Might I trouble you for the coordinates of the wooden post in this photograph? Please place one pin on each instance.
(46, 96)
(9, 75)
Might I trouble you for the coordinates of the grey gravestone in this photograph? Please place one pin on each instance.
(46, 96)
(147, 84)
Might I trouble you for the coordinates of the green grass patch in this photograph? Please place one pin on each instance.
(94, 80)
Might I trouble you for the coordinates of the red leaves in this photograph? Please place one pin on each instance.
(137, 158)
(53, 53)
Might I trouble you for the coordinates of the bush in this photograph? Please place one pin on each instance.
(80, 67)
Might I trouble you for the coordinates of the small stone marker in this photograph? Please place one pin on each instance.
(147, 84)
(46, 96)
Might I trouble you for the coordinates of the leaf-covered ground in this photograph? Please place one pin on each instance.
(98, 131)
******
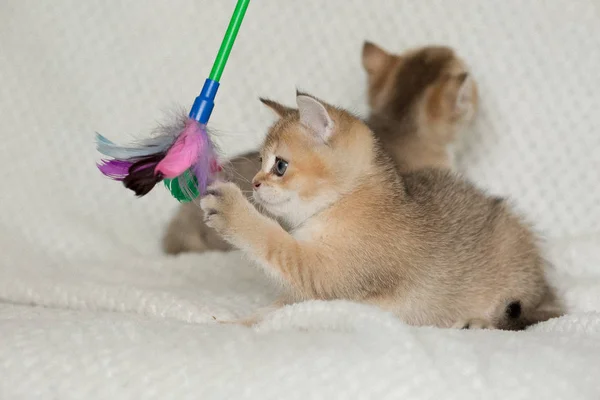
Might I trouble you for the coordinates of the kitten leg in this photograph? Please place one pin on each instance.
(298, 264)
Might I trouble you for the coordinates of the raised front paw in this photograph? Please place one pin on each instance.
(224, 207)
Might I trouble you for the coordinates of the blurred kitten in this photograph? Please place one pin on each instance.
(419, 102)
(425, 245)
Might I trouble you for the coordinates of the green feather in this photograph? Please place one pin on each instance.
******
__Task objective__: Return the lines of the entries without any change. Start with the line containing "Might I trouble you for the coordinates of the kitten" and continue through the line containing "Might I trouble you for the coordinates of the green feather", including both of those lines.

__Solution for this task__:
Might I trouble you for the coordinates of the kitten leg in this photograph? Please place one pin on each instance.
(298, 264)
Might I trouble you for the coordinates of the raised front paw in this photograph? Please place one pin on each instance.
(224, 207)
Might I trouble you for the coordinates of the blurred kitten in this photograph? Please place one pin on each instance.
(419, 102)
(425, 245)
Might I trouble you for the coordinates of the green feather in this photograph? Please place one pin on each instance.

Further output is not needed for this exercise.